## [WHAT YOU HAVE TO DO]
If a line of the data contains the word "steel", it is counted; report how many such lines there are and nothing else.
──────── THE DATA
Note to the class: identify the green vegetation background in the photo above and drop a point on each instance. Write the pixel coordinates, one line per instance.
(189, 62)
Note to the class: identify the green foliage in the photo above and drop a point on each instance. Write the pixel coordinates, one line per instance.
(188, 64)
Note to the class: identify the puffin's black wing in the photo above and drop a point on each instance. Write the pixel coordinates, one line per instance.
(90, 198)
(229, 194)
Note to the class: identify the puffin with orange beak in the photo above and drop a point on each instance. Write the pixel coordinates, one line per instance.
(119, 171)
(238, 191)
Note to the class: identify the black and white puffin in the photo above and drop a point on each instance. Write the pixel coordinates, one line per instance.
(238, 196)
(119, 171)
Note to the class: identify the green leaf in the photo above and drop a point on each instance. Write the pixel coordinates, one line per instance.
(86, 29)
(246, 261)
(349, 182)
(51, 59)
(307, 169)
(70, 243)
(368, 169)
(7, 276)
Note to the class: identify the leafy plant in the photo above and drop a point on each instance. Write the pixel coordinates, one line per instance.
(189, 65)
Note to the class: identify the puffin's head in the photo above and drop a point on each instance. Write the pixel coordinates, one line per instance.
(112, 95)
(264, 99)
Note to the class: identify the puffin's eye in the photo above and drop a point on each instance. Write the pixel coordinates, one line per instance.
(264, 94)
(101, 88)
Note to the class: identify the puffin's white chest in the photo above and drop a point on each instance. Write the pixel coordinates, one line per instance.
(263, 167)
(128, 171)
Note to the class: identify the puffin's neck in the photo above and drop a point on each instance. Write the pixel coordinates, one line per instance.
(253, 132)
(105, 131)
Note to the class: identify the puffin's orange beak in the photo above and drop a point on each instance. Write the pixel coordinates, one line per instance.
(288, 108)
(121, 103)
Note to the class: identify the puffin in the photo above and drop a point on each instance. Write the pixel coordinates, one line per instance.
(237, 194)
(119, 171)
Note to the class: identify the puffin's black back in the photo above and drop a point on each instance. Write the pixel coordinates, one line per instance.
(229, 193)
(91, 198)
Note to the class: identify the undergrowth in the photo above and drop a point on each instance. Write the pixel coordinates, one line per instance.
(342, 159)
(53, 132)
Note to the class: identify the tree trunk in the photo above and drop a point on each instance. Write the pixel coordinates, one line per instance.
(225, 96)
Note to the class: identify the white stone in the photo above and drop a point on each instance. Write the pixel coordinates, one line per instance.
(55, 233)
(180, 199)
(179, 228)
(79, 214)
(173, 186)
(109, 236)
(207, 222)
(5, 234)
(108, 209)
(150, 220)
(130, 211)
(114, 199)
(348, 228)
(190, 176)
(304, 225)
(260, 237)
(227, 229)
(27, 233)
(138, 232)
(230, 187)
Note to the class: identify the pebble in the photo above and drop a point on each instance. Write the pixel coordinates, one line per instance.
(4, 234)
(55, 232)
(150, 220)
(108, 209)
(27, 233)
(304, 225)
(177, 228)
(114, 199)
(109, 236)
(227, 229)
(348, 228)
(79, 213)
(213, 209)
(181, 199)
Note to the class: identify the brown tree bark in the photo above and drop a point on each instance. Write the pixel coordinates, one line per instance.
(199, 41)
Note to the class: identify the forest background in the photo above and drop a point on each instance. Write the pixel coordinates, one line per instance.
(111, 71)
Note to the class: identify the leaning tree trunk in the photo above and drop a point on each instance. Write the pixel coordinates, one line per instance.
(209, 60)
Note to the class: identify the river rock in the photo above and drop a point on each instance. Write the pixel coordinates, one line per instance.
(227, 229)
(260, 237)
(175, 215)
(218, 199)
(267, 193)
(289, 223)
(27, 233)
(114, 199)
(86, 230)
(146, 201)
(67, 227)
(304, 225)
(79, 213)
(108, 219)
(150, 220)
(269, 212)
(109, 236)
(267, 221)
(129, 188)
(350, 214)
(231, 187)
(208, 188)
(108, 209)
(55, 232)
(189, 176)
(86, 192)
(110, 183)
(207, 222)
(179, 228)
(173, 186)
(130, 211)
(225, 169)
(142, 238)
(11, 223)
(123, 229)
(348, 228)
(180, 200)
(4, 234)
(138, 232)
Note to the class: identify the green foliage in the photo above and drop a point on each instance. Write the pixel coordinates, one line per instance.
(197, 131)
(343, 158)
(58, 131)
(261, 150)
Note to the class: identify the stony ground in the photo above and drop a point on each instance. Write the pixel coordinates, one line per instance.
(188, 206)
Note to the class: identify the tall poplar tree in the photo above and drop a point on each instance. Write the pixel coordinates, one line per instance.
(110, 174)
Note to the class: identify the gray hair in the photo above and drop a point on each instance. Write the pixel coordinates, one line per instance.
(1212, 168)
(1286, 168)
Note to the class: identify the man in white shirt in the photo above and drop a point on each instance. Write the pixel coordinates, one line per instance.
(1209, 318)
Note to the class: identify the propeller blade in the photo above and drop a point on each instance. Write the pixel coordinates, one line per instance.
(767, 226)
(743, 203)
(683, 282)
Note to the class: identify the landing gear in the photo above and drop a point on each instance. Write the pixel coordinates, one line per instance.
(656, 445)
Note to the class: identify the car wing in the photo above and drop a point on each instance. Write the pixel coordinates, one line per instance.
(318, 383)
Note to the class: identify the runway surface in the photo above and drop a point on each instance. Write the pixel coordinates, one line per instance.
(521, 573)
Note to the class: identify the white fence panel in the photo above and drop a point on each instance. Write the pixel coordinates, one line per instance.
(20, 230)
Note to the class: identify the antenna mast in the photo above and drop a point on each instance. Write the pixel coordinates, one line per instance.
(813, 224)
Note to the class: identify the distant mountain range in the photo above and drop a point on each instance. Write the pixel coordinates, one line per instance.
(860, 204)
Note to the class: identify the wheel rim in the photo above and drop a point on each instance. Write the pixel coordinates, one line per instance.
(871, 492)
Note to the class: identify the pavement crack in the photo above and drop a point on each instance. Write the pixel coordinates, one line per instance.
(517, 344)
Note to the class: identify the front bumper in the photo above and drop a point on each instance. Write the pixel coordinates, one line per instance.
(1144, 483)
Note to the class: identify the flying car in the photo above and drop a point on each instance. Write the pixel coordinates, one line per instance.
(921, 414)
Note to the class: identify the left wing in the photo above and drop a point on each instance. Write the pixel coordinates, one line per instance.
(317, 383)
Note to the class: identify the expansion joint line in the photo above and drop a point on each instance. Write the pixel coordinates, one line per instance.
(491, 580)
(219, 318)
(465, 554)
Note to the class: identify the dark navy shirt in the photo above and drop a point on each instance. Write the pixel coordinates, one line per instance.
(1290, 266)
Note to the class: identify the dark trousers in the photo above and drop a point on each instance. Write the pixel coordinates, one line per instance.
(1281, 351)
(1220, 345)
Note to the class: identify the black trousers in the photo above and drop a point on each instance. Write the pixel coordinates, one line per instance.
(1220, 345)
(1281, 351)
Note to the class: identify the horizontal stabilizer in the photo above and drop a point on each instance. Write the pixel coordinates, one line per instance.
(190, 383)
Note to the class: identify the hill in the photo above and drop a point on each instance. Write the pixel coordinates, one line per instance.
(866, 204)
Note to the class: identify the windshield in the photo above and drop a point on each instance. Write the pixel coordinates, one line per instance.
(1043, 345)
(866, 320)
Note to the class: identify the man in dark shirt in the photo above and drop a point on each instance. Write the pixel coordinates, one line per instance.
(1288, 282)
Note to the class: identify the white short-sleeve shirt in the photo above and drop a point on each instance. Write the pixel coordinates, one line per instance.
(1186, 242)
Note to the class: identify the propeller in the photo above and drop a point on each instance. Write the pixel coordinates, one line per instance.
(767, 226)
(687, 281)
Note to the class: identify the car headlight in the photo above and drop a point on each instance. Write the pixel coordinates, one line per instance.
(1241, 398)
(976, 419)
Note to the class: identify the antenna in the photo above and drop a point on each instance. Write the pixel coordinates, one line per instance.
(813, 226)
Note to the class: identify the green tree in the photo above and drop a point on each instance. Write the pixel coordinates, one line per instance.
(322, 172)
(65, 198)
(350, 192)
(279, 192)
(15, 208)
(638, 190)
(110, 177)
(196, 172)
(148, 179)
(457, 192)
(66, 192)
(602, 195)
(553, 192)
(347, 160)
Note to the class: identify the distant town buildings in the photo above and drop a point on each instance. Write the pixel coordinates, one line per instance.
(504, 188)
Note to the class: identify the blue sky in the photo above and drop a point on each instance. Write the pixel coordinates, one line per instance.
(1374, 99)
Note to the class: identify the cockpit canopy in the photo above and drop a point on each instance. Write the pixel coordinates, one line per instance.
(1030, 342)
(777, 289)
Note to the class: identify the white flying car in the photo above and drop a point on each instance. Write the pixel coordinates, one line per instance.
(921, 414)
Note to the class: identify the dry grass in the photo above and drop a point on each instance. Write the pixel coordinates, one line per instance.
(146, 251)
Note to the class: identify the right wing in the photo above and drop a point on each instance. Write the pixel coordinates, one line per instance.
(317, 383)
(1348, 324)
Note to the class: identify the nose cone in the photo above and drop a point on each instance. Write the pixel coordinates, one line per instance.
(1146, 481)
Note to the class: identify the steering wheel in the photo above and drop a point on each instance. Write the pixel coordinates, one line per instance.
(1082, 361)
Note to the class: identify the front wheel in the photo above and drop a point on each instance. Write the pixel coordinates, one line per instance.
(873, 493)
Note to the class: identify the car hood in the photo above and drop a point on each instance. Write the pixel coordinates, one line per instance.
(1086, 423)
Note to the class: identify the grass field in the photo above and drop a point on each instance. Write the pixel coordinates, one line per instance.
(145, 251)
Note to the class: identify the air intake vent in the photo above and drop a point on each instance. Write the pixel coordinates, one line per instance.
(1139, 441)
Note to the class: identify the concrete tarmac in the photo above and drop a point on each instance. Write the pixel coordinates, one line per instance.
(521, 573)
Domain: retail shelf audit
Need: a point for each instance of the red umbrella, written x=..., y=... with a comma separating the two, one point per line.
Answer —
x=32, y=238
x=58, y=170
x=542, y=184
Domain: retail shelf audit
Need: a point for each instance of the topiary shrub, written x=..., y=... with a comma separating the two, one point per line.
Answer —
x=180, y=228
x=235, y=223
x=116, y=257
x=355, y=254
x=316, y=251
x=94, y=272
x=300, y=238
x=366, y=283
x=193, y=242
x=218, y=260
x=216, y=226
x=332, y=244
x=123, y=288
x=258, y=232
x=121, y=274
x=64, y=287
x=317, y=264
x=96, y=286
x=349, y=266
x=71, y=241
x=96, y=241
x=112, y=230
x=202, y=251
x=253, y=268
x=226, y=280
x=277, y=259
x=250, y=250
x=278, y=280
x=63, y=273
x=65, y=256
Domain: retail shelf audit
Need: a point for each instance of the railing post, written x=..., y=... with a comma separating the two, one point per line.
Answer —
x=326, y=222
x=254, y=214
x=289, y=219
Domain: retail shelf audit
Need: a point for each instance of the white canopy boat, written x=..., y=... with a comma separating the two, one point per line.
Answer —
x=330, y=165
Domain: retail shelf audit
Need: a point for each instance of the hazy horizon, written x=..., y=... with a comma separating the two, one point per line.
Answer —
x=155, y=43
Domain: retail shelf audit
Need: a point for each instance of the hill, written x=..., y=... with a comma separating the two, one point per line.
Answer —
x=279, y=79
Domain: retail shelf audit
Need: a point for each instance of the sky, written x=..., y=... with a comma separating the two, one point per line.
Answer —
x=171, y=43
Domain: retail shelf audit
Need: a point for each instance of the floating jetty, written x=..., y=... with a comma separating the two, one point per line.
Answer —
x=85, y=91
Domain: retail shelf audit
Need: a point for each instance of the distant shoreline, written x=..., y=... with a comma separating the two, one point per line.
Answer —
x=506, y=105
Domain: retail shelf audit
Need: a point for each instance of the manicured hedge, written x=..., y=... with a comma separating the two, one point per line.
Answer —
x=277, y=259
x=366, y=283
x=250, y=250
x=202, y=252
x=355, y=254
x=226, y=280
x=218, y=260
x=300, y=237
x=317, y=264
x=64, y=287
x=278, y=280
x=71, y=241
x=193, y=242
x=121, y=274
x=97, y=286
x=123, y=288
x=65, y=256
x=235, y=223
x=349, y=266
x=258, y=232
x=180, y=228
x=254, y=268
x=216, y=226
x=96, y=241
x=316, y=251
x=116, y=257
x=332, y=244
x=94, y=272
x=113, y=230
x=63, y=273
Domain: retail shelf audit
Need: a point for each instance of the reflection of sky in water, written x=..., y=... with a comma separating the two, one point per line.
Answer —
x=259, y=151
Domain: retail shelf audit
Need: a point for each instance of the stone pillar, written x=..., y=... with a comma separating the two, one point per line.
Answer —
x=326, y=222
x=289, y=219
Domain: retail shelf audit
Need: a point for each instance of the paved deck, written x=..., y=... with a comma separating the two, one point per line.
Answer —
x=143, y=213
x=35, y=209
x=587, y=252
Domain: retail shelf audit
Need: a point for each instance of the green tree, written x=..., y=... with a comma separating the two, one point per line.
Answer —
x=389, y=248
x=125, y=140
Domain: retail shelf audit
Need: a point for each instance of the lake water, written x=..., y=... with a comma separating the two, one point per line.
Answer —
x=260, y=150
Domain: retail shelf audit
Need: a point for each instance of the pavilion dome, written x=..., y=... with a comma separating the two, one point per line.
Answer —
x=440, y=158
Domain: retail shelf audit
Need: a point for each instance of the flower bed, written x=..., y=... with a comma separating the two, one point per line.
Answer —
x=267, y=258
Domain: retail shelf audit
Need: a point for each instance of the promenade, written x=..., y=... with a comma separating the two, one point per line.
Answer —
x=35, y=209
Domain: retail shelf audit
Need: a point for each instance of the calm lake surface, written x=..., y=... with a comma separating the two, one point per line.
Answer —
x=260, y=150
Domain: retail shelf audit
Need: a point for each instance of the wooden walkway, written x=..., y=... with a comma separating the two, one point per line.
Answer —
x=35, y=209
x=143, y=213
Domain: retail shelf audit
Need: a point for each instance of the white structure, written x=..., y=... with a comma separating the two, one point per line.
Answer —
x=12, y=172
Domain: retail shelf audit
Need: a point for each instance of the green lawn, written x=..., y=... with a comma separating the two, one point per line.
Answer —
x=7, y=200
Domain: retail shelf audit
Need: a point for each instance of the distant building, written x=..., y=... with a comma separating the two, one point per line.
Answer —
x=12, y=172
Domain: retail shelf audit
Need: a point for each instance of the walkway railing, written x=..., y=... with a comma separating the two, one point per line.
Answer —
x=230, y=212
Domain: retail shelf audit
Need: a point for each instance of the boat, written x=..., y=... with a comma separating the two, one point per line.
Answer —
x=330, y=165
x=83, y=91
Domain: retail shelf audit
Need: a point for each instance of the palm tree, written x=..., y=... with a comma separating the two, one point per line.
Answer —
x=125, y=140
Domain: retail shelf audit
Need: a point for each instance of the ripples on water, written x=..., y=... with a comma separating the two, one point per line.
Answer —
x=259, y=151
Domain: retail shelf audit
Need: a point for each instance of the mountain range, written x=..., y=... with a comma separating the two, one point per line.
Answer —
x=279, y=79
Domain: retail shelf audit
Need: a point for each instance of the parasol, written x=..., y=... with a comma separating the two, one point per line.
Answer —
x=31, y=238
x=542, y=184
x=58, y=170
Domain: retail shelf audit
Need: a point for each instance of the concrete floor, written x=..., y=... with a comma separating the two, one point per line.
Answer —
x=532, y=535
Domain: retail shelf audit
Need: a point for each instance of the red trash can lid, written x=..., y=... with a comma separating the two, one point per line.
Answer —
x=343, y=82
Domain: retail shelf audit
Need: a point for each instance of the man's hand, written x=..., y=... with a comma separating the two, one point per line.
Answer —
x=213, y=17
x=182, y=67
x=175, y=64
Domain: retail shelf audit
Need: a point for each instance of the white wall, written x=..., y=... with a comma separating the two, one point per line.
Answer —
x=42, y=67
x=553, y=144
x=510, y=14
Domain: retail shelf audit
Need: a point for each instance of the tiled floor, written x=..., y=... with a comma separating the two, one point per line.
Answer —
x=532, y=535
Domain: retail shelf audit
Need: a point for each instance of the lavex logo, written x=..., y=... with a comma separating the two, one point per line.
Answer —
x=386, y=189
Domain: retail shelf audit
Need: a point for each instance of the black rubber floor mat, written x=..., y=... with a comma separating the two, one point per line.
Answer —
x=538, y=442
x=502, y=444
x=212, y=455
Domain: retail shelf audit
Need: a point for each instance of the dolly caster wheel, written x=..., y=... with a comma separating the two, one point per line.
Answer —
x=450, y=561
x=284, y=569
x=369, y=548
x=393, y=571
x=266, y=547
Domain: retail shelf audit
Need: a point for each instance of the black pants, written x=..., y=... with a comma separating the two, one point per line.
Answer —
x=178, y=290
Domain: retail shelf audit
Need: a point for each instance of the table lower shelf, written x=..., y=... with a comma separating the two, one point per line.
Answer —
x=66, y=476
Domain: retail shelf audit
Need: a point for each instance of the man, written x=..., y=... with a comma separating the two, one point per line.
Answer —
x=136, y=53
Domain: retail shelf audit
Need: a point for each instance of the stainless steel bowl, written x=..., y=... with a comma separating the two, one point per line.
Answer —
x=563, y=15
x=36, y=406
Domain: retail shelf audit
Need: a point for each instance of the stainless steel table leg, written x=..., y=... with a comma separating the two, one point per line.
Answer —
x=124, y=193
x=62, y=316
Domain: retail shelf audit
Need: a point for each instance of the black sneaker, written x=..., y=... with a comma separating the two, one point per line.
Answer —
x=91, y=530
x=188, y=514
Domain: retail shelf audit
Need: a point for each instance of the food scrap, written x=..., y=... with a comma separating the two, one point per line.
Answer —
────────────────
## [TASK ANSWER]
2